Please render the listing as a numbered list, omitting blank lines, starting at the beginning of the listing and ending at the line that contains "[510,296,538,347]". Leave the pictures out of the answer.

-- START DATA RECORDS --

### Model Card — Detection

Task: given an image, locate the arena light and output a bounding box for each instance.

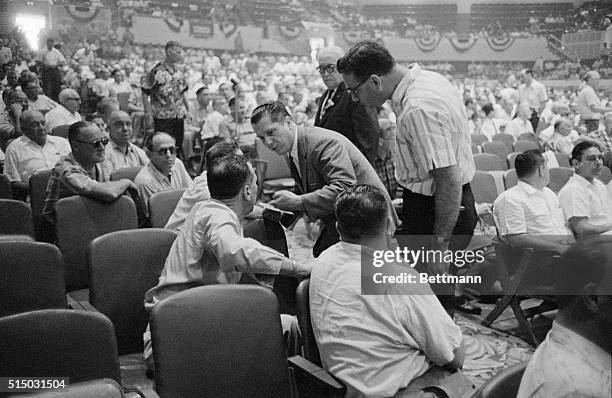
[15,14,47,51]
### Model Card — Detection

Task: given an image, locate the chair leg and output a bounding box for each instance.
[510,296,538,347]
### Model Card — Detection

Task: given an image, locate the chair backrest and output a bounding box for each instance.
[504,169,518,189]
[51,124,70,139]
[493,133,514,151]
[0,174,13,199]
[555,152,571,168]
[21,379,125,398]
[474,152,508,171]
[88,228,176,355]
[482,141,512,164]
[295,279,321,366]
[149,188,185,228]
[470,133,489,145]
[478,362,528,398]
[0,309,121,383]
[597,166,612,184]
[470,171,499,203]
[29,170,51,240]
[55,195,138,290]
[110,166,143,181]
[0,241,67,317]
[255,140,291,180]
[0,199,34,236]
[151,285,290,398]
[548,167,574,193]
[514,141,540,153]
[507,152,521,169]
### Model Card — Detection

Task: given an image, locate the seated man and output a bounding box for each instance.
[518,236,612,398]
[100,111,149,177]
[559,141,612,238]
[493,150,574,253]
[310,185,465,397]
[4,110,70,191]
[42,122,136,228]
[144,154,310,366]
[134,131,191,217]
[45,88,82,132]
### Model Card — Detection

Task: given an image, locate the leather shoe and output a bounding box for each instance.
[455,296,482,315]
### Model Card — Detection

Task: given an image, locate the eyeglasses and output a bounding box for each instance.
[317,64,336,74]
[153,146,176,156]
[72,137,108,148]
[346,76,370,101]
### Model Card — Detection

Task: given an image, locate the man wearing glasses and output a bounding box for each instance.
[134,131,191,221]
[42,122,137,232]
[337,40,478,315]
[45,88,82,131]
[315,46,380,165]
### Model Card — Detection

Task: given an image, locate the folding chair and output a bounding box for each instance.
[0,199,34,237]
[476,362,529,398]
[0,241,67,317]
[482,141,512,163]
[548,167,574,194]
[474,152,508,171]
[149,188,185,228]
[55,195,138,291]
[110,166,143,181]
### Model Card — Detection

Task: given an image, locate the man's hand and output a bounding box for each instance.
[269,191,304,211]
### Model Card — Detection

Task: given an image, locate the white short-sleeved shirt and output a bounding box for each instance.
[4,135,70,183]
[493,180,573,237]
[559,174,612,229]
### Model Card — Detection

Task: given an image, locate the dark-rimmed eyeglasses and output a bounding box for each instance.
[72,137,108,148]
[317,64,336,74]
[346,76,370,101]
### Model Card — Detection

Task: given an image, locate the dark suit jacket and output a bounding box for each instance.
[315,82,380,164]
[297,127,399,232]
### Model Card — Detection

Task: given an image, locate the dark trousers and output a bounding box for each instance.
[153,118,185,160]
[397,184,478,316]
[42,66,62,102]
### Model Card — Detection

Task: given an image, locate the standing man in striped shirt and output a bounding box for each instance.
[337,40,478,315]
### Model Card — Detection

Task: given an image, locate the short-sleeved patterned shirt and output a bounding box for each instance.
[142,62,188,119]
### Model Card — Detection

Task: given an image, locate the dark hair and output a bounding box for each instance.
[143,131,176,151]
[334,184,388,239]
[204,141,238,168]
[571,141,601,161]
[206,153,251,200]
[336,40,395,80]
[251,101,291,124]
[514,149,544,178]
[555,235,612,312]
[68,121,92,141]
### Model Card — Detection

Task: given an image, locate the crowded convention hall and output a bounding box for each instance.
[0,0,612,398]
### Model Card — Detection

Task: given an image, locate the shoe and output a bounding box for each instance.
[455,296,482,315]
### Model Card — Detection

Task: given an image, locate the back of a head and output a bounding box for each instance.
[206,154,251,200]
[514,149,544,178]
[334,184,388,240]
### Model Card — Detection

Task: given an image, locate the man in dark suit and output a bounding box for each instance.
[251,101,399,257]
[315,46,380,165]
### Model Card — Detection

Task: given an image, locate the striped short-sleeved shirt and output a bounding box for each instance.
[391,64,475,196]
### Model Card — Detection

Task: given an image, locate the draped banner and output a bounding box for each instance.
[414,31,442,52]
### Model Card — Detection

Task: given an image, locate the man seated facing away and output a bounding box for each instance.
[134,131,191,217]
[559,141,612,238]
[518,235,612,398]
[310,185,465,397]
[102,111,149,177]
[493,149,574,253]
[144,154,310,367]
[42,122,136,228]
[4,110,70,191]
[45,88,82,131]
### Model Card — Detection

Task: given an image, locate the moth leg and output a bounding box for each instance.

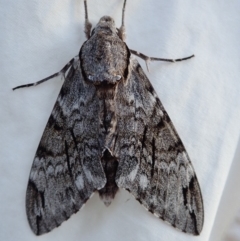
[118,0,127,41]
[13,58,75,90]
[84,0,92,39]
[130,49,194,71]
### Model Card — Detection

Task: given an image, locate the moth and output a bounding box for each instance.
[14,0,204,235]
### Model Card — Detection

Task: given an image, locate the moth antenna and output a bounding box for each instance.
[118,0,127,41]
[84,0,92,39]
[12,58,75,90]
[130,49,195,63]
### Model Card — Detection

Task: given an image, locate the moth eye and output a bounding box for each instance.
[115,75,122,80]
[88,75,93,80]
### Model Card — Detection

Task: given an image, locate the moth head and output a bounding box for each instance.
[92,16,117,35]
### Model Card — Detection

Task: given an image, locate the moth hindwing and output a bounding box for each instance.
[14,0,204,235]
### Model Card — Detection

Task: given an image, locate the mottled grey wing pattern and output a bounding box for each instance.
[114,59,204,235]
[26,59,106,235]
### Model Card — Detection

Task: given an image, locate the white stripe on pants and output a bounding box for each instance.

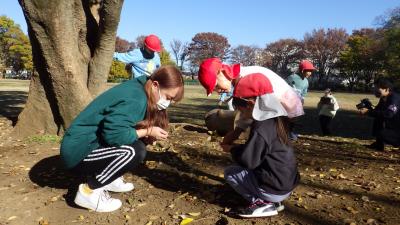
[83,145,135,184]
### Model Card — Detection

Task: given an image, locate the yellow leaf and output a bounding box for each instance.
[180,218,193,225]
[188,212,201,217]
[7,216,17,221]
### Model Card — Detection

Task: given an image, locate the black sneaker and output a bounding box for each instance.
[274,202,285,212]
[238,200,278,218]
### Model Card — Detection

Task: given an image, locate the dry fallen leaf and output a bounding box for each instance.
[7,216,17,221]
[180,218,193,225]
[188,212,201,217]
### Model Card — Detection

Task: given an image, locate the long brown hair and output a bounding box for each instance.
[136,66,184,132]
[274,116,290,145]
[232,97,290,145]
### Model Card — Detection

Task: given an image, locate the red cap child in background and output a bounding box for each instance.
[221,73,300,218]
[198,58,304,144]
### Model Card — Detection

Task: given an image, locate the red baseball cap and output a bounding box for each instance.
[299,60,315,72]
[233,73,274,98]
[198,58,240,95]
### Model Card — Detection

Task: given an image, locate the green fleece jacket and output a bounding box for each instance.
[60,76,147,168]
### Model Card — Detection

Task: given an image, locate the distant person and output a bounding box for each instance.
[221,74,300,218]
[113,34,161,78]
[359,78,400,151]
[286,60,315,141]
[317,88,339,136]
[198,58,304,147]
[60,66,183,212]
[218,87,235,111]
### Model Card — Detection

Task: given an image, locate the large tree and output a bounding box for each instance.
[115,36,136,52]
[15,0,123,135]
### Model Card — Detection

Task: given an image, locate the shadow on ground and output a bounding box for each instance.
[288,107,373,139]
[29,155,83,207]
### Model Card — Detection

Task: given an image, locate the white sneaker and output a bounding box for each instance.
[103,176,135,192]
[74,184,122,212]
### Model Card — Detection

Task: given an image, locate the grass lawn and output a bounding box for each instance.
[0,80,378,139]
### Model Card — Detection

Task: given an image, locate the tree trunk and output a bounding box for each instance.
[15,0,123,136]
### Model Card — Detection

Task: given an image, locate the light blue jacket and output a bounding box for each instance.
[113,49,161,79]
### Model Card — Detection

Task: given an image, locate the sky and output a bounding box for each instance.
[0,0,400,50]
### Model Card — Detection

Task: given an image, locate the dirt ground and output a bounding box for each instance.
[0,119,400,225]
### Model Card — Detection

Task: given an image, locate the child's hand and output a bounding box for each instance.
[220,143,233,152]
[149,127,168,140]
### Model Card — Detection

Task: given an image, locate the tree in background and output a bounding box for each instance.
[304,28,348,85]
[14,0,123,136]
[263,39,304,77]
[188,32,230,66]
[170,39,188,70]
[115,36,136,52]
[230,45,259,66]
[381,7,400,88]
[0,16,33,73]
[338,28,383,91]
[159,48,176,66]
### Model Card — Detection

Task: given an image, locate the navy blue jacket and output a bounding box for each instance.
[368,92,400,130]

-- END DATA RECORDS --

[TASK SOLUTION]
1. ### Model Card — Detection
2. Task: given an image, locate the arena light and output a bounding box for each instance.
3. [15,14,47,51]
4. ### Model Card — Detection
5. Task: given an image, locate the chair leg and output a bounding box for each instance.
6. [510,296,538,347]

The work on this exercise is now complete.